(YOUR INSTRUCTIONS):
Exactly the lines from the one containing "In the photo above, where can the antenna" through the final line of the listing are to be retyped, and nothing more.

* Start *

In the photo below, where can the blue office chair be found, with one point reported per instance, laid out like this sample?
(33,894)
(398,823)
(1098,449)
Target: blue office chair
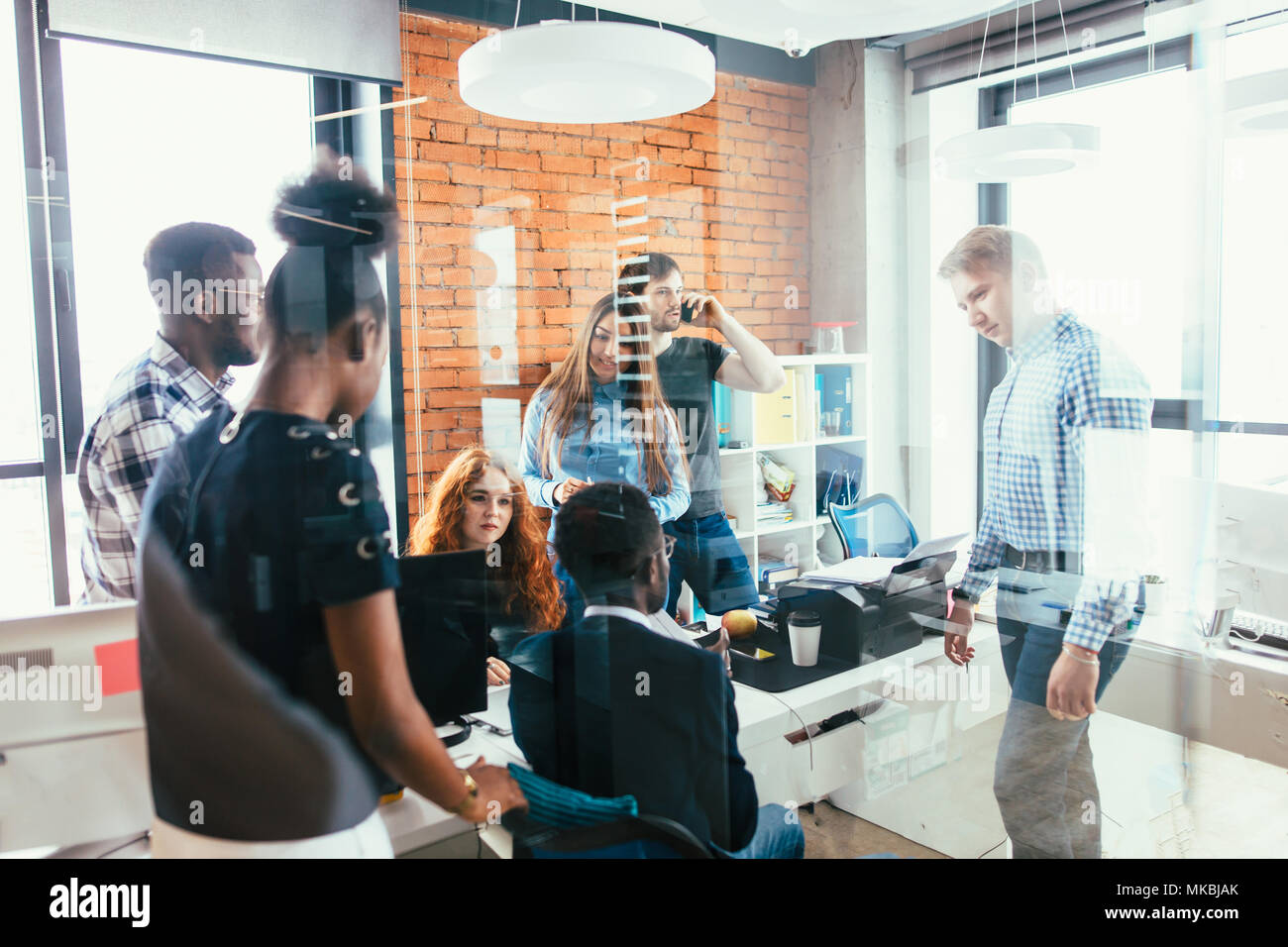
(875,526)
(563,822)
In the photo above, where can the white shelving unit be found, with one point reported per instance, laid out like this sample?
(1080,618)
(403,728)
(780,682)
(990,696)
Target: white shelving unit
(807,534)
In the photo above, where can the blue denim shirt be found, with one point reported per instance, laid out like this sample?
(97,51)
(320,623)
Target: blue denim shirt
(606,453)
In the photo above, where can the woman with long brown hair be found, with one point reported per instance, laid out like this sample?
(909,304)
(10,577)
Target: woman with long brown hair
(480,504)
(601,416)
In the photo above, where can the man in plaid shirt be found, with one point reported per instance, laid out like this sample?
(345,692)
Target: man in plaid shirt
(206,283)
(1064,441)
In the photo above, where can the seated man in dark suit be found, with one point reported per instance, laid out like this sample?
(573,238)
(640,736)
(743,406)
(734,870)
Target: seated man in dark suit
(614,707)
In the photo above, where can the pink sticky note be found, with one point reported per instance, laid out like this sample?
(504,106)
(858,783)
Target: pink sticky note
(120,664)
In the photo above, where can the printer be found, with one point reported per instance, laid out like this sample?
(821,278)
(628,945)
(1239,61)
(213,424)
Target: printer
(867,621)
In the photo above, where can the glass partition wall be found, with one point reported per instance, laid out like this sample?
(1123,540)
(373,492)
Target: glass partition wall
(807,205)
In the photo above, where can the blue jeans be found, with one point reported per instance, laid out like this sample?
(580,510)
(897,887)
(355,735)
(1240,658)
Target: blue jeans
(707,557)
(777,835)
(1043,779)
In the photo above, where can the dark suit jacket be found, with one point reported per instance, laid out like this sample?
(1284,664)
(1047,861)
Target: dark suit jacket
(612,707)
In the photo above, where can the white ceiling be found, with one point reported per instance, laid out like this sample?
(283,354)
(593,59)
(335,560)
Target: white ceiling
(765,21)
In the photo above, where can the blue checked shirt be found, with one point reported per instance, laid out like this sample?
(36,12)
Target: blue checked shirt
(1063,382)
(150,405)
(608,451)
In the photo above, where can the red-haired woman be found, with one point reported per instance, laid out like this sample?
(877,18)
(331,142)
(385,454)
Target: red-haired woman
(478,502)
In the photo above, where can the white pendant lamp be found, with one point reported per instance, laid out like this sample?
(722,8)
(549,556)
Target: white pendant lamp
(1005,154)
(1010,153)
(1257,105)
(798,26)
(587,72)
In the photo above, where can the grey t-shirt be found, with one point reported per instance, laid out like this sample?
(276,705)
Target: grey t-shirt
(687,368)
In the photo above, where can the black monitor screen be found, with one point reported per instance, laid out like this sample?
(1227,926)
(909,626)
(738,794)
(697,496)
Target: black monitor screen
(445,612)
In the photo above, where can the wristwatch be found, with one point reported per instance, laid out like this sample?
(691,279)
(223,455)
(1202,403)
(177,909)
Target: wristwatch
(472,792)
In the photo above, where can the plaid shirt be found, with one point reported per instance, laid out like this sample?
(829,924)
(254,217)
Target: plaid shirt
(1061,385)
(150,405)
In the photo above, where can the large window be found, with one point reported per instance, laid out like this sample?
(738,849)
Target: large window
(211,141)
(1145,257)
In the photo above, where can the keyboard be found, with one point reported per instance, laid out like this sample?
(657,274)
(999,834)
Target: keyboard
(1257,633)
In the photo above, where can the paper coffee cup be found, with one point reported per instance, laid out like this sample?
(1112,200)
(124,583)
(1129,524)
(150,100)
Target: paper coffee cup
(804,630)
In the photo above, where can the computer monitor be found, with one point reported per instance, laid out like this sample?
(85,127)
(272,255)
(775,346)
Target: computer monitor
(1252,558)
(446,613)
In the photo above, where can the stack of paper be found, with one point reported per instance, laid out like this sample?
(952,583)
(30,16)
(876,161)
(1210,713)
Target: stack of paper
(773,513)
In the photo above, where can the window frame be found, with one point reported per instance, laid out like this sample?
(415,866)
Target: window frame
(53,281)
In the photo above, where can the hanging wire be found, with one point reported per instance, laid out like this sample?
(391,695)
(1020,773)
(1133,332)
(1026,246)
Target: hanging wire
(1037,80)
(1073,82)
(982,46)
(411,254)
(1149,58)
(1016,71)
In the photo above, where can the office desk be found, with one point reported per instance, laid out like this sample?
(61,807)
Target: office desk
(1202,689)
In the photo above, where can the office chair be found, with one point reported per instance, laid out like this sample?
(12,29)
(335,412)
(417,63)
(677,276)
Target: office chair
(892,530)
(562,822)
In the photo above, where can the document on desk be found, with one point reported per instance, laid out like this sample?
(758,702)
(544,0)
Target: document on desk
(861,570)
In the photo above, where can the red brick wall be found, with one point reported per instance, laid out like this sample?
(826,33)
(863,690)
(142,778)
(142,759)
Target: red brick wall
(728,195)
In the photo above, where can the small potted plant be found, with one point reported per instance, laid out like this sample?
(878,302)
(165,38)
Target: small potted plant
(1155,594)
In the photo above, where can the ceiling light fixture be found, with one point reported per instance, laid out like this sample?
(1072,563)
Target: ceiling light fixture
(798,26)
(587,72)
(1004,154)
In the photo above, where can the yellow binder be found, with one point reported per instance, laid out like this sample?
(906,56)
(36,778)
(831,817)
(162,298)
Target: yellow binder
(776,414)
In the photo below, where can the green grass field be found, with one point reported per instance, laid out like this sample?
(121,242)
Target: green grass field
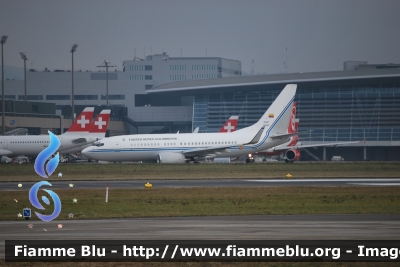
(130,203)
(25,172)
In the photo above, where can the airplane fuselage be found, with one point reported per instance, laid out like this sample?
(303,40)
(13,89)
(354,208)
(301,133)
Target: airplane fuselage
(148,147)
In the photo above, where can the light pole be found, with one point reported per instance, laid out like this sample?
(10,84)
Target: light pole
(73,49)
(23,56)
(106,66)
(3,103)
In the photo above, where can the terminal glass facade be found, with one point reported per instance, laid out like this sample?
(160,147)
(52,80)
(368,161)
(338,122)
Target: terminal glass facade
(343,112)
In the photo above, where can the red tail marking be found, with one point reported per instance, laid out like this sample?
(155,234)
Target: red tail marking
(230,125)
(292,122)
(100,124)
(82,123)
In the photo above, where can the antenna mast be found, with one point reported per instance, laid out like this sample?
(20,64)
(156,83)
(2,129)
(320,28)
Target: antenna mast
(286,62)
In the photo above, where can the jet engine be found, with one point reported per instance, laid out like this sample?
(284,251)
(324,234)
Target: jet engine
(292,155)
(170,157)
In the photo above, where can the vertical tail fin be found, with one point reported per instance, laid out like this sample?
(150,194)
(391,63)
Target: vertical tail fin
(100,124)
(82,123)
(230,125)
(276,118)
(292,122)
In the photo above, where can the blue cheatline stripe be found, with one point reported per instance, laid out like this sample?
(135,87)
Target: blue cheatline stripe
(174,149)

* End *

(COMPLETE OUTPUT):
In the photo above, where can the antenna mast be found, with one point reported per instance, laid out like this sample?
(20,64)
(156,83)
(2,129)
(320,28)
Target: antenna mast
(286,62)
In the photo above, where can the jet engine be found, with one point reported per instance, laid out like this sample?
(284,251)
(324,234)
Target: jet engine
(292,155)
(170,157)
In the photo above, where can the vertical tail fin be found, with one point reported per instance, laid out like this sample?
(150,194)
(391,63)
Target: vertical tail fin
(100,124)
(82,123)
(230,125)
(276,118)
(292,122)
In the photo above, where can the blue cheatline stripe be found, with one point reported per instance, laid out like this sample?
(135,87)
Target: blue cheatline stripe
(174,149)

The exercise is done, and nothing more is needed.